### Çalışma Metni:
++++++

5. Bugün size temiz ve iyi şeyler helâl kılınmıştır. Kendilerine kitap verilenlerin (yahudi, hıristiyan vb. nin) yiyeceği size helâldir, sizin yiyeceğiniz de onlara helâldir. Mümin kadınlardan iffetli olanlar ile daha önce kendilerine kitap verilenlerden iffetli kadınlar da, mehirlerini vermeniz şartıyla, namuslu olmak, zina etmemek ve gizli dost tutmamak üzere size helâldir. Kim (İslâmî hükümlere) inanmayı kabul etmezse onun ameli boşa gitmiştir. O, ahirette de ziyana uğrayanlardandır.

++++++

### Veri Kümesi Kayıtları:
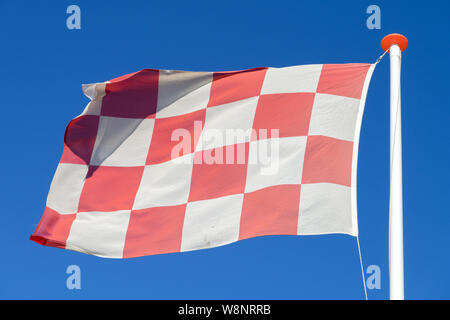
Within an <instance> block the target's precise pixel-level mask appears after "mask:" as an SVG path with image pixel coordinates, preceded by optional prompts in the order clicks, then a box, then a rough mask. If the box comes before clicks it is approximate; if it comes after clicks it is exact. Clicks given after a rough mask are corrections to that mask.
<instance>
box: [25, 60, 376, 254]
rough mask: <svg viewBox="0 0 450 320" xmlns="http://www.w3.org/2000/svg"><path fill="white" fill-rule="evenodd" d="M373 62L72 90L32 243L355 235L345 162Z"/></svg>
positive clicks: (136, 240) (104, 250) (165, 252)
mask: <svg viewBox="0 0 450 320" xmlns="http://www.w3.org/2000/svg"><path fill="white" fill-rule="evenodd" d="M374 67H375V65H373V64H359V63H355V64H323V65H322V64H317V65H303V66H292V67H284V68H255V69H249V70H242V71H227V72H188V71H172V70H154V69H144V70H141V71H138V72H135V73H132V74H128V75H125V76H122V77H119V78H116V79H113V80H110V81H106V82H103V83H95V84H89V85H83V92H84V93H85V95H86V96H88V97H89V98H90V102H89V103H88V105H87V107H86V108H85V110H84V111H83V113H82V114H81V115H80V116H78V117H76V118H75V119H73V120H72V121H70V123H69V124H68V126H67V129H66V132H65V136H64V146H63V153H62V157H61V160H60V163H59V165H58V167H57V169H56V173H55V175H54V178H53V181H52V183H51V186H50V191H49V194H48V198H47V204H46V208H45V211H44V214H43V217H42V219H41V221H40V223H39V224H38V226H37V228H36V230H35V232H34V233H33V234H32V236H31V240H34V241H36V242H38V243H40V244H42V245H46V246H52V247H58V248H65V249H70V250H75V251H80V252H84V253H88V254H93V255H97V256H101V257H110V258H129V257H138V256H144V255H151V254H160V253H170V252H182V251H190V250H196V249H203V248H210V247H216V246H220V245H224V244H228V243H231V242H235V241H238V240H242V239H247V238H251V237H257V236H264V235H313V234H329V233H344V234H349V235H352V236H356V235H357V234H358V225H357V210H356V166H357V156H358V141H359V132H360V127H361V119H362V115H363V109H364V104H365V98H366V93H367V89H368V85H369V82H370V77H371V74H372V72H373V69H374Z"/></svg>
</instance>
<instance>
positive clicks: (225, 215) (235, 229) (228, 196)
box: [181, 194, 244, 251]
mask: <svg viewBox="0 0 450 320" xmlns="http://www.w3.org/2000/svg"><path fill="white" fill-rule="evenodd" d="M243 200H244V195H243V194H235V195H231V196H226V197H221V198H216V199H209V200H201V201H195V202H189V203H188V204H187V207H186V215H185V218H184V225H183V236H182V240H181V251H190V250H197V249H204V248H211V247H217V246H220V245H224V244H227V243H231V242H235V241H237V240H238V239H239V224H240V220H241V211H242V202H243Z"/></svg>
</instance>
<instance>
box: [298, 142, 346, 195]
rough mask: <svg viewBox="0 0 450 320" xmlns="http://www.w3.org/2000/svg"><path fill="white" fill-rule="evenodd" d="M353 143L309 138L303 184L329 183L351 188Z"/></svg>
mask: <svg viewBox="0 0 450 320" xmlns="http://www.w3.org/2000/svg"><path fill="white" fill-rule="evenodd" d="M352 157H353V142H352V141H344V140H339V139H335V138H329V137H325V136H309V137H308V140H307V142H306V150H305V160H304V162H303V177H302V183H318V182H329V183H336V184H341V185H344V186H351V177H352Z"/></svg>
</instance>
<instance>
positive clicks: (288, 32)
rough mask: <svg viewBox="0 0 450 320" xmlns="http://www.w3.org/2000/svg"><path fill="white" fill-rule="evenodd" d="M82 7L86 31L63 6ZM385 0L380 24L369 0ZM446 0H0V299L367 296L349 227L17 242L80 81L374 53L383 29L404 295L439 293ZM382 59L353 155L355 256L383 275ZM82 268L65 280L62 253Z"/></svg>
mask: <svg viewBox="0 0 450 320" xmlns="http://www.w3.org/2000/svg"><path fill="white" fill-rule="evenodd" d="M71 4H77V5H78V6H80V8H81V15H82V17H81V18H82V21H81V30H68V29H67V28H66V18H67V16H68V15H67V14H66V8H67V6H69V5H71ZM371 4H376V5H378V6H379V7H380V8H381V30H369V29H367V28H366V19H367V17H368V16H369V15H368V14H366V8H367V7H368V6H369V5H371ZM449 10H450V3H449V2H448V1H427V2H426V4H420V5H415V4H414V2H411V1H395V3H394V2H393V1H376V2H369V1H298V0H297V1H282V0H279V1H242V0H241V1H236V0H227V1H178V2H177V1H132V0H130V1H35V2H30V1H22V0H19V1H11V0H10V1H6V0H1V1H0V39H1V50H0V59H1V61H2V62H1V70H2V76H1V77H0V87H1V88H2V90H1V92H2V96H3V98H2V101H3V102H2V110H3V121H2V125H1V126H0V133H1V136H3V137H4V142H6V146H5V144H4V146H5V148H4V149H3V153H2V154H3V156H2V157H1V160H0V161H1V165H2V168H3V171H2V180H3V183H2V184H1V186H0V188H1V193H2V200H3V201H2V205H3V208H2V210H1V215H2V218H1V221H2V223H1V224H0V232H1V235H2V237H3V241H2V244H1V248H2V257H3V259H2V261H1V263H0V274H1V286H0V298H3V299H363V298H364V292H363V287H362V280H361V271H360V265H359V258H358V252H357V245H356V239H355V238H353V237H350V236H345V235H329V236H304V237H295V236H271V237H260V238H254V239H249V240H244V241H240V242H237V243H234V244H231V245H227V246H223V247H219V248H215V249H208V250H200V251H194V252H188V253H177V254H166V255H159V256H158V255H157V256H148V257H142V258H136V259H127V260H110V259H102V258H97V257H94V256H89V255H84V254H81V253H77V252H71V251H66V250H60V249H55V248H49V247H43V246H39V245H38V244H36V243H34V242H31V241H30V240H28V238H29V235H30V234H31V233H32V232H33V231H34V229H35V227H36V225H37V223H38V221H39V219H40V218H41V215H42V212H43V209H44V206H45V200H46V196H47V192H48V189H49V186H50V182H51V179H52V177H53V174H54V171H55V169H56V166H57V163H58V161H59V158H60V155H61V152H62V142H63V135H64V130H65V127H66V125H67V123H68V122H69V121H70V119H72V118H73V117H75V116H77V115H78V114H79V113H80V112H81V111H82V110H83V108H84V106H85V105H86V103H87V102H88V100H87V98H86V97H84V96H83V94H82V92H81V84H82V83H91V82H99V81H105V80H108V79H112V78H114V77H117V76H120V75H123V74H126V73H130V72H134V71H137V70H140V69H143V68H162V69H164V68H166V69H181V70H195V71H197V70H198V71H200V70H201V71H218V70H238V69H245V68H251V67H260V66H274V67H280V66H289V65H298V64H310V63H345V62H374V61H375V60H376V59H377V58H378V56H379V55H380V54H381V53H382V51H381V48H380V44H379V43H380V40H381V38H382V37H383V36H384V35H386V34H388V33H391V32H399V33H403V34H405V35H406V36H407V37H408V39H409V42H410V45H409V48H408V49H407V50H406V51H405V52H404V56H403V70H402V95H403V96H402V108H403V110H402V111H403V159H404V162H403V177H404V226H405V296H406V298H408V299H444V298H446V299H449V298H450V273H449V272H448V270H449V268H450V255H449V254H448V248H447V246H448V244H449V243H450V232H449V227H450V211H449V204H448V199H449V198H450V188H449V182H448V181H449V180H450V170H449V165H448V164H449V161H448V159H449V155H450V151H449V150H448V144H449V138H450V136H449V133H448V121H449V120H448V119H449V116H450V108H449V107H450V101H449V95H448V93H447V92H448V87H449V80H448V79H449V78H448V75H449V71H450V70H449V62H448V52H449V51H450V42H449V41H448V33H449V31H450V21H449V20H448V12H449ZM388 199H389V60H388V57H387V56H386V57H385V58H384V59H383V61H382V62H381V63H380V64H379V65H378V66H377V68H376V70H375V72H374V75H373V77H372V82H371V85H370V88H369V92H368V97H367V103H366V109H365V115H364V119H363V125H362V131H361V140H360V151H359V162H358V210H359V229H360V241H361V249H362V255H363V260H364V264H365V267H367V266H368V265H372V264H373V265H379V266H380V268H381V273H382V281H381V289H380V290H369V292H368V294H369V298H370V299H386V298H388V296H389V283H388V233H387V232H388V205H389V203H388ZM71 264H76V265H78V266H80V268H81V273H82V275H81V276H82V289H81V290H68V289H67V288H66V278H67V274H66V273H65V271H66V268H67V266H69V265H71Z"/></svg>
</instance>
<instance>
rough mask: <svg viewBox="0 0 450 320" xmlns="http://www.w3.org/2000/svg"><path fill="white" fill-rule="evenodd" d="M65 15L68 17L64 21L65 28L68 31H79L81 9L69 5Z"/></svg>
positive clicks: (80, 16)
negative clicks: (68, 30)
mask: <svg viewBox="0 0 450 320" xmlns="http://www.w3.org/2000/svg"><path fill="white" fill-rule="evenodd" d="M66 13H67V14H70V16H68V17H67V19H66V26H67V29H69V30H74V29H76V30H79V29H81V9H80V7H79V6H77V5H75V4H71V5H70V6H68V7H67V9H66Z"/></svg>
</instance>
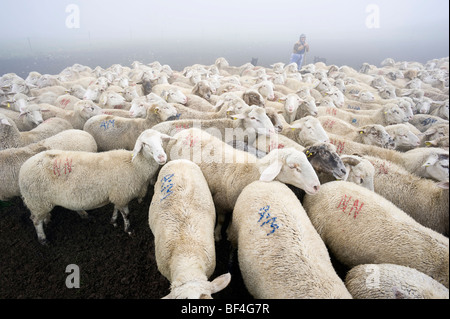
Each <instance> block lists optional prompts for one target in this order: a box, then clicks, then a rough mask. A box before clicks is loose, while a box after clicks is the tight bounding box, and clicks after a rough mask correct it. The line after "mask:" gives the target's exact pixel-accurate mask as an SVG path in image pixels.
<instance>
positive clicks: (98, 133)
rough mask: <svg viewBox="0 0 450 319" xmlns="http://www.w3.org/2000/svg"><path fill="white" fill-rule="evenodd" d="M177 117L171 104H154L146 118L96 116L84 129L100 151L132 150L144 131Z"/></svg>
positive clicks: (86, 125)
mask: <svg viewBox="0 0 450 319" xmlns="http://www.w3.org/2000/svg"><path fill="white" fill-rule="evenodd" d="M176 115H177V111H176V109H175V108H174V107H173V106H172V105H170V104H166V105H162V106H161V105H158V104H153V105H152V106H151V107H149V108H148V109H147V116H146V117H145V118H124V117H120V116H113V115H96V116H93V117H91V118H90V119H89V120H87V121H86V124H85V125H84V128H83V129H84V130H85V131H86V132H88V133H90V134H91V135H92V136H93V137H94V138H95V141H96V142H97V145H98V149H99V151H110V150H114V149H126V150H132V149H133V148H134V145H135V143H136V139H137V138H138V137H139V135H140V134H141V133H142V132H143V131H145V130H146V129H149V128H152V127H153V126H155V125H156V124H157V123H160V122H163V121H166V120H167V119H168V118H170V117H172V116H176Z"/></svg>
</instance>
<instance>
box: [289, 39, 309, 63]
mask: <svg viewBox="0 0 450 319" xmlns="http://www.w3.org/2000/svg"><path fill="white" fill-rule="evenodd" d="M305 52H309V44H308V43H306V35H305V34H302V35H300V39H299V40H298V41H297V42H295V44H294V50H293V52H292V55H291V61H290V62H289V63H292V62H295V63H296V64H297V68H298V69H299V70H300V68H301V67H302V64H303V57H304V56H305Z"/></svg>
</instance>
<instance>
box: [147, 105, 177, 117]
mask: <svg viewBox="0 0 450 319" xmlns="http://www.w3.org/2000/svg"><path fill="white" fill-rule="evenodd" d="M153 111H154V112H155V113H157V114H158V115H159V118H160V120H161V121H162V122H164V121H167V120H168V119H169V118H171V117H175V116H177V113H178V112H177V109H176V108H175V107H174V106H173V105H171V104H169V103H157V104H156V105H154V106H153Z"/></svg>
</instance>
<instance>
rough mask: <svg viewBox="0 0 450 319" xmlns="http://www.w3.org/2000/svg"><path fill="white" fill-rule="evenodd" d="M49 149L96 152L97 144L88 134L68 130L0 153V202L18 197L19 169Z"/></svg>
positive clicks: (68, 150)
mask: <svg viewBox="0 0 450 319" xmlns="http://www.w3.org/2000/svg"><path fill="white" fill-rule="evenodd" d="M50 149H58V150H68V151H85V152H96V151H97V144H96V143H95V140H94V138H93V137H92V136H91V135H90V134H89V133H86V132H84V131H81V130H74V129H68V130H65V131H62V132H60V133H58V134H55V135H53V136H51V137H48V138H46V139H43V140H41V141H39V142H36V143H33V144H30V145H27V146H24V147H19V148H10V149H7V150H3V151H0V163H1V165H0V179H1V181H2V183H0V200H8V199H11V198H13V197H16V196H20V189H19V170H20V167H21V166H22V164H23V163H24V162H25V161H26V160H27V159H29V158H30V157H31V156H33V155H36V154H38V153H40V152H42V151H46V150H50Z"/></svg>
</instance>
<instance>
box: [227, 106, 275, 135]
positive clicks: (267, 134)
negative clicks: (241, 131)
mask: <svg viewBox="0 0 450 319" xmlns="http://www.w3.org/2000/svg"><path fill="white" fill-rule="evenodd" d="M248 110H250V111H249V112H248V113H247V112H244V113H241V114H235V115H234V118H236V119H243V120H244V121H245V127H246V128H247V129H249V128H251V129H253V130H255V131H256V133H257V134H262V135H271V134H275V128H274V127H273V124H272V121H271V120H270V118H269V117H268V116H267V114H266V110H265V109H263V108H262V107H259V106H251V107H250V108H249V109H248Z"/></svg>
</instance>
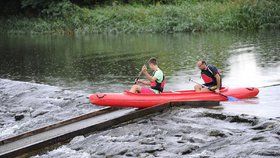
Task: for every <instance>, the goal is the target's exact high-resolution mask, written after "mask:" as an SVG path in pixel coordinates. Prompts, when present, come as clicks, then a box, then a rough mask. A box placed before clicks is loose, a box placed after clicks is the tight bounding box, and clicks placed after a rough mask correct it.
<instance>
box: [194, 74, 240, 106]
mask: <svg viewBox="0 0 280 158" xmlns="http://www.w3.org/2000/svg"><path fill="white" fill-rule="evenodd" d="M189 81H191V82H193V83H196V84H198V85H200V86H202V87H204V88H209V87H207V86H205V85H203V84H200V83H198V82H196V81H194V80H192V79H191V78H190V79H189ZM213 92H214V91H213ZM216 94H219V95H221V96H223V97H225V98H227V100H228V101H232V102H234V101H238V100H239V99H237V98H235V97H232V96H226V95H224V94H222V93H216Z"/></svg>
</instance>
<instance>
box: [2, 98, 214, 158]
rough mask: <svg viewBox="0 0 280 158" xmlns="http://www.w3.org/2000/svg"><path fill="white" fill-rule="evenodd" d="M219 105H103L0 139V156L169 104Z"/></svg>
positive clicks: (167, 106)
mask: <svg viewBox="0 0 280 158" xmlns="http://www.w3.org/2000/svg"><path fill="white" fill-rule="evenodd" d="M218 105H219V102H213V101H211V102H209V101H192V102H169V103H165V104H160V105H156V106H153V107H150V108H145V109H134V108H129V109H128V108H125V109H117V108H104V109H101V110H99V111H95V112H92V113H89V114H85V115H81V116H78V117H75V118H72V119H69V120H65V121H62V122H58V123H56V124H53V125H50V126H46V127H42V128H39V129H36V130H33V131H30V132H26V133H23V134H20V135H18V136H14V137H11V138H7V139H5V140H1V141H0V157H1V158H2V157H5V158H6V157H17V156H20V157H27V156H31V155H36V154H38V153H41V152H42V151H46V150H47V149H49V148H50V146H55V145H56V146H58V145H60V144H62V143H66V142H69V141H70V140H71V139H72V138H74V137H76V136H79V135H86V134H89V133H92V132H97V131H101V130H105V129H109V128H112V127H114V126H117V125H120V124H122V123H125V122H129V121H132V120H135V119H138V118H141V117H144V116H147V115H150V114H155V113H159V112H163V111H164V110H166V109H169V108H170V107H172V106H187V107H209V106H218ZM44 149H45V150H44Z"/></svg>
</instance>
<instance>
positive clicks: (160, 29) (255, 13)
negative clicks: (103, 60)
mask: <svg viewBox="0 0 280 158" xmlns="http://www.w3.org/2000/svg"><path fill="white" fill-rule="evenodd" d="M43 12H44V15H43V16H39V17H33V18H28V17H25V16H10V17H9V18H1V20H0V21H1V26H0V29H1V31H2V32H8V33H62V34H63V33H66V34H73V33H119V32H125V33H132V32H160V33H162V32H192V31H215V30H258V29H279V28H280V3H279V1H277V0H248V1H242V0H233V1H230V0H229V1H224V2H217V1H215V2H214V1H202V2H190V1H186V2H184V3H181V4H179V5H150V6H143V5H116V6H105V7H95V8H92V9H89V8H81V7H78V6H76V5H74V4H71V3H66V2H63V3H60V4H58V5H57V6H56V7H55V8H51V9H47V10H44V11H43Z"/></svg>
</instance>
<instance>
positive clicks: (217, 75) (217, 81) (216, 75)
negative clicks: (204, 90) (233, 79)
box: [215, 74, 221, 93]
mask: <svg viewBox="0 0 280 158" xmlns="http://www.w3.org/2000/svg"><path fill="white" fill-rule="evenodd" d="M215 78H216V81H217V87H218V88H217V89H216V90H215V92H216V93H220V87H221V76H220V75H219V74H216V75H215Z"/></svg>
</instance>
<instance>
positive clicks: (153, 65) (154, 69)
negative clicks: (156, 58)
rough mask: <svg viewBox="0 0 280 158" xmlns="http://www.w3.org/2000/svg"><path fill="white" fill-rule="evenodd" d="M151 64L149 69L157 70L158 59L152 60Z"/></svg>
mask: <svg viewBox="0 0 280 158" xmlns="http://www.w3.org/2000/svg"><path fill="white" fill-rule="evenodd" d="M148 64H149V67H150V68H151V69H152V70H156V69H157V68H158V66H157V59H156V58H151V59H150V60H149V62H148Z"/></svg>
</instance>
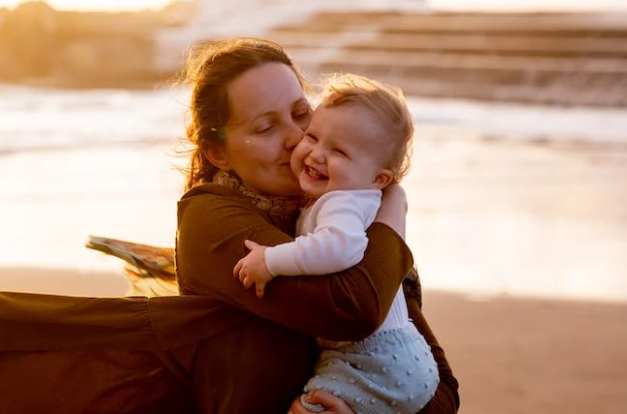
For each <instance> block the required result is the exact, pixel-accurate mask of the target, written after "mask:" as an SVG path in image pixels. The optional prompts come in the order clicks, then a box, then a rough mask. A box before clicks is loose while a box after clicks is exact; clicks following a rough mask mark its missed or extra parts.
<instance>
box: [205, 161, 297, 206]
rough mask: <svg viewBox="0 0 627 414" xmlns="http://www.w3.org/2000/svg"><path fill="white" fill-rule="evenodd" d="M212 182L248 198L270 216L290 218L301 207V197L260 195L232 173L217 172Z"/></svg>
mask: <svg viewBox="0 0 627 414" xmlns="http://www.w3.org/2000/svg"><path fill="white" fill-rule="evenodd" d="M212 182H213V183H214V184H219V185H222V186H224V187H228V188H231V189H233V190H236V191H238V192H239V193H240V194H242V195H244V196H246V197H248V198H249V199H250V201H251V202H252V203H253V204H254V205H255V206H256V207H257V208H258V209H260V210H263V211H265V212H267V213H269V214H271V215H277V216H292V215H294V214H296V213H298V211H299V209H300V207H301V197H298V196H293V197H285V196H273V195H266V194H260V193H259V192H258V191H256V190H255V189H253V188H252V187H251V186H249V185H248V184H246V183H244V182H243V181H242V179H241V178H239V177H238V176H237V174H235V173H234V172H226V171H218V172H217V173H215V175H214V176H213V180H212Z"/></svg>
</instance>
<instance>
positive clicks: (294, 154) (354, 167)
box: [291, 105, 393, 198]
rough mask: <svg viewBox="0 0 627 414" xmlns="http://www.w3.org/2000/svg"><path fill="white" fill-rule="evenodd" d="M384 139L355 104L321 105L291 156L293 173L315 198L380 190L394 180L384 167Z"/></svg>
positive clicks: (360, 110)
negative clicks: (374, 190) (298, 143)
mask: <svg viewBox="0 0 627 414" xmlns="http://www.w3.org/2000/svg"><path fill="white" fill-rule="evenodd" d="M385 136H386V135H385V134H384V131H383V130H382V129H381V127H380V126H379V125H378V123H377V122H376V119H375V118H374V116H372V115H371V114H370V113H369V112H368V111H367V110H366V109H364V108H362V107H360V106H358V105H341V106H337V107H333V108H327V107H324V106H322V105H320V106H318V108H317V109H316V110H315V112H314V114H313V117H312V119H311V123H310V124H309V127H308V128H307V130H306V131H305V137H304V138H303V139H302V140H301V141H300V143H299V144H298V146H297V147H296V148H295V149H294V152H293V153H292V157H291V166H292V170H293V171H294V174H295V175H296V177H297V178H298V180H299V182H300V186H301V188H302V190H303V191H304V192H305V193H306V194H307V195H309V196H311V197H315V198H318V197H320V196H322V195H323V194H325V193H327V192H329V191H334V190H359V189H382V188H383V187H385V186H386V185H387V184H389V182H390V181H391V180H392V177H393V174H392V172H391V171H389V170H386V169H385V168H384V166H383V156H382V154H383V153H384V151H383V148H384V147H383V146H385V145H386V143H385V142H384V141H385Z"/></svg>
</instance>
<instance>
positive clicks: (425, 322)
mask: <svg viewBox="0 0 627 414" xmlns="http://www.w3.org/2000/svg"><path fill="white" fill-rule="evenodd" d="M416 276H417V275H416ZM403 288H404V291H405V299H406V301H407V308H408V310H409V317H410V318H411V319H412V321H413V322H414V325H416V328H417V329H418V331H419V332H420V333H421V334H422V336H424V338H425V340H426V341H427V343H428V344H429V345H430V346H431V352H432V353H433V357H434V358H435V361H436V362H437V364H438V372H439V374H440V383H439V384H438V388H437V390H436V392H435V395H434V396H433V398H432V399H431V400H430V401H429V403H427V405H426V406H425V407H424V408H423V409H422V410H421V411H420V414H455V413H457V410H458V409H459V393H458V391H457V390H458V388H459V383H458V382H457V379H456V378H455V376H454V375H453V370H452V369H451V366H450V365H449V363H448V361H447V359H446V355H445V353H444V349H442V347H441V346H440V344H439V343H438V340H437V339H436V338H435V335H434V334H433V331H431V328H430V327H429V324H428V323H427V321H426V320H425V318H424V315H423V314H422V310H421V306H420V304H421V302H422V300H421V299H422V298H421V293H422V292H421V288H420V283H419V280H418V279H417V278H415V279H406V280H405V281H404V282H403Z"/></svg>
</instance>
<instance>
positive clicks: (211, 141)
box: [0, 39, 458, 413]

++++++

### Metinle İlgili Sorular:
1) Çalışma metninde iffetli kadınların helâl olması için hangi şartlar sayılıyor? Hepsini sıralayın.
2) Helâl kılınan şeyleri anlatan çalışma metnini, son cümlesinin ardından gelecek birkaç cümleyle sürdürün.
Bu çalışmada kayıtlara ihtiyaç yoktur.

### Yazılı Cevaplar:
1) Mehirlerini vermek, namuslu olmak, zina etmemek ve gizli dost tutmamak.

2)
Temiz ve iyi şeyler, ayet ve hadislerin yasaklamadığı, umumiyetle insanların iğrenç telakki etmedikleri yiyecek ve içeceklerdir. Batıl da olsa, aslı semavi olan bir dinleri bulunduğu için, ehl-i kitabın, kendi dini inançlarına göre yenmesi helal olacak şekilde öldürdükleri hayvanlardan ve diğer yiyeceklerinden –domuz gibi İslam’ın yasakladıkları hariç olmak üzere- müslümanların da yemeleri caizdir. Keza dinini değiştirmemiş de olsa ehl-i kitap kadınlar ile müslüman erkeklerin evlenmeleri caizdir.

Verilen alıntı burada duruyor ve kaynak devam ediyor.